─── Fragment tekstu

Swoim wpisem wyrażałem, bardziej niepokój niż sprzeciw, dotyczący szufladkowania jako takiego.
Przywołujemy z pamięci wszystko z czym nowo poznawana muzyka się nam kojarzy by skonstatować... eee, to już było! _________________ Nie ma takiego naleśnika, który nie wyszedłby na dobre. H. Murakami |
|
Powrót do góry |
|
 |
Leptir zremasterowany digipack z bonusami

Dołączył: 04 Wrz 2010 Posty: 7351
|
Wysłany: 17.08.2019, 18:56 Temat postu: |
|
|
Do szufladkowania mam stosunek ambiwalentny. Z jednej strony muzyka jest jedna i akurat najciekawsi jej twórcy zazwyczaj nie pasują do żadnej konkretnej szuflady. Z drugiej jednak - kiedy mówi się o muzyce to ważne jest, żeby ją jednak jakoś określać. A kiedy te określenia nic nie mówią, bo oznaczać mogą dziesiątki zupełnie różnych rzeczy, to mówienie czy pisanie o muzyce staje się niemożliwe. Owszem - można odwoływać się do porównań. X gra podobnie jak Y czy Z. No ale nie każdy musi wiedzieć, jak ten Y czy Z grają, a łatwiej zapamiętać i skojarzyć kategorie ogólne jak rock, jazz, folk itp. No i takie porównania faktycznie wywołują wrażenie, że nikt już nic oryginalnego nie wymyśla.  _________________ „You can be in paradise only when you do not know what it is like to be in paradise. As soon as you know, paradise is gone.” (John Gray) |
|
Powrót do góry |
|
 |
bananamoon singel kompaktowy

Dołączył: 20 Wrz 2017 Posty: 404
|
Wysłany: 18.08.2019, 14:46 Temat postu: |
|
|
Coraz częściej czytam, że w muzyce nie można dzisiaj "stworzyć" niczego nowego, że wszystko już było.
Na tym forum obserwuję dwa, ścierające się ze sobą w tej kwestii obozy, udowadniające swoje racje.
Uważam, że jednoznaczne stwierdzenie jakoby wszystko było już w muzyce zagrane / wiadome, nie jest prawdziwe - może co najwyżej świadczyć o braku ciekawości, wątłej chęci drążenia / poszukiwania nowego, czy wręcz demonstrowania, że wszystko się już słyszało / że nic i nikt nie jest w stanie nas zaskoczyć.

──────
─── Fragmenty danych

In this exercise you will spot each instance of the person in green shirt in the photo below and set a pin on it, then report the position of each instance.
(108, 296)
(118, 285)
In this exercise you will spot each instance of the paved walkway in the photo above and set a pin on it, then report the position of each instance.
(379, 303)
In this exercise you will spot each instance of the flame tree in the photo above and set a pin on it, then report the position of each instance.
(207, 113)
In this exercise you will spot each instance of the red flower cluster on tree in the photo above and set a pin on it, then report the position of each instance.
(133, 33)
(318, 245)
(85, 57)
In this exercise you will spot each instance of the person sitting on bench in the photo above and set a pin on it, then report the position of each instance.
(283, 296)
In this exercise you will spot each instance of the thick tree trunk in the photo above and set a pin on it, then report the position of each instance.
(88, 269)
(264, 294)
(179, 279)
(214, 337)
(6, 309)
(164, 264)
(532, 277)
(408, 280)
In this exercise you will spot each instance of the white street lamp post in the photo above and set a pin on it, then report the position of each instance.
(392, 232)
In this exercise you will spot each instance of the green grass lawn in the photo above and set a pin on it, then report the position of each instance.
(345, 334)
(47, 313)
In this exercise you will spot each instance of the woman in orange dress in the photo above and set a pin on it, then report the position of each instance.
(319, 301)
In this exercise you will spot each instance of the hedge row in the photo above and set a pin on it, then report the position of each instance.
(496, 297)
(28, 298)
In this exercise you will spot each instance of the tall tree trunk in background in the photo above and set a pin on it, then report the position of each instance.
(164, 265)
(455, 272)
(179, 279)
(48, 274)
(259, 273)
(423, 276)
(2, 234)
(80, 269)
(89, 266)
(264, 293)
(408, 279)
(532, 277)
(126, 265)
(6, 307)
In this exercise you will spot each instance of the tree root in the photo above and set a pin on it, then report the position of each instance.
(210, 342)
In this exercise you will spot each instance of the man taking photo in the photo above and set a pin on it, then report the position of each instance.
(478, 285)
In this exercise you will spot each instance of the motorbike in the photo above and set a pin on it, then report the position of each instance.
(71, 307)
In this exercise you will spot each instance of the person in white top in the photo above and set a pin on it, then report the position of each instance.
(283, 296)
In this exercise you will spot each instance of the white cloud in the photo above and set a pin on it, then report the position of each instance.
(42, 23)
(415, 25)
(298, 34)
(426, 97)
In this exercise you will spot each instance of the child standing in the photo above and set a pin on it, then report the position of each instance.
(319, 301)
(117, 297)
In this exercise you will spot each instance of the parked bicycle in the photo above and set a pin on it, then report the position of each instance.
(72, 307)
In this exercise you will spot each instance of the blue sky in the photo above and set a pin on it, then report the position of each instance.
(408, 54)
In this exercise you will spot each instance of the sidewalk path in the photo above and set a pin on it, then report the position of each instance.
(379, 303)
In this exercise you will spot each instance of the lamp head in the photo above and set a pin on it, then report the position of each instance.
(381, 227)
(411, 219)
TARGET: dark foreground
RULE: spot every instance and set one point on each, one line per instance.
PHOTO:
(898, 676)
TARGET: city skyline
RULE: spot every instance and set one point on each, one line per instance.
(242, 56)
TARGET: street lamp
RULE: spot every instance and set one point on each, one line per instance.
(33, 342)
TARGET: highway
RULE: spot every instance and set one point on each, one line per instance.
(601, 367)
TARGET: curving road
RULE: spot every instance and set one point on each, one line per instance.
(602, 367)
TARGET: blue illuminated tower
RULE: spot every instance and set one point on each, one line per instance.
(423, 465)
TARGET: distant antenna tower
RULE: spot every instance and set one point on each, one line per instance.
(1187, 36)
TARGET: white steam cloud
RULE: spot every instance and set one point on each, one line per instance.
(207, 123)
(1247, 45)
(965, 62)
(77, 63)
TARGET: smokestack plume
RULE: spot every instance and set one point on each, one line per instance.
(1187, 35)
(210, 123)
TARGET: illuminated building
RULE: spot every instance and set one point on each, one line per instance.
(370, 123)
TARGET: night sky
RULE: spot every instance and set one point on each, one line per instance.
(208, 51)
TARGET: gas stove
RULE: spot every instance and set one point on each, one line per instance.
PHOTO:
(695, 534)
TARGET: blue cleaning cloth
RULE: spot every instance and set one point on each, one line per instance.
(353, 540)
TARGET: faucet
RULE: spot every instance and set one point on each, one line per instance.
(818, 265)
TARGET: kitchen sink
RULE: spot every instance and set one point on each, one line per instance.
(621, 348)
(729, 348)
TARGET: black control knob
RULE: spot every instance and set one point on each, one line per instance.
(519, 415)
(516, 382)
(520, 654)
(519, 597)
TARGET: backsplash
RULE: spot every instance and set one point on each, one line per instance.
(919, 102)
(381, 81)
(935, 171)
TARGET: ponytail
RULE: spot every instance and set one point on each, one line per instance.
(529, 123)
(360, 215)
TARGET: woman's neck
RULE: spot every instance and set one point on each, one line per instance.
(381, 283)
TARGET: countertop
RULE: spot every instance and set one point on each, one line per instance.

──────

Zestaw zadań:
**a.** Policz, w ilu wierszach listingu występuje słowo „tower”, z uwzględnieniem wielkości liter. Podaj tylko liczbę.
**b.** Napisz ciąg dalszy tekstu o szufladkowaniu muzyki i przekonaniu, że wszystko już było. Zacznij od miejsca po jego ostatnim zdaniu.

Odpowiedzi do zadań:
**a.** 2

**b.**
Oczywiście, tkwiąc przykładowo w muzyce rockowej lat sześćdziesiątych i siedemdziesiątych (czy w dżezie - he, he), słuchając tysiącznego, nieznanego szerzej wykonawcy zasuwającego na rozstrojonych gitarach (dęciakach - he, he) i porównywanie tych treści do dzisiejszej muzyki rozrywkowej (dże-zo-wej) może dawać takie odczucie, ale...
A może żyjemy w czasach, w których nie tyle mamy do czynienia z kryzysem muzyki, co z kryzysem słuchacza? - słuchacza leniwego, omamionego przesytem internetowego dźwiękowego zasobu, karmionego przez media niedobrą muzyką, zblazowanego młodzieńczymi zachwytami i pewnikami, zamykającego się na "inne" gatunki muzyczne...itp., itd.?
Coraz bardziej jestem w stanie zaakceptować ten pogląd, tym bardziej, że czytam właśnie książkę "Zabobony Gasnącego Stulecia / Kontynuacje" będącą zbiorem tekstów Andrzeja Chłopeckiego (wybitnego krytyka muzycznego) o przesądach i mitach na temat muzyki nam współczesnej.
Chłopecki w charakterystyczny dla siebie, inteligentny, dowcipny sposób (zagadnienia zebrane są w formie tematów przewodnich / haseł) mówi o utartych poglądach, o uprzedzeniach kompozytorów, muzyków, krytyków i słuchaczy.
Oczywiście rzecz traktuje o muzyce klasycznej (z racji profesji Chłopeckiego), ale myślę, że ogólny wydźwięk pasuje do szeroko rozumianej muzyki.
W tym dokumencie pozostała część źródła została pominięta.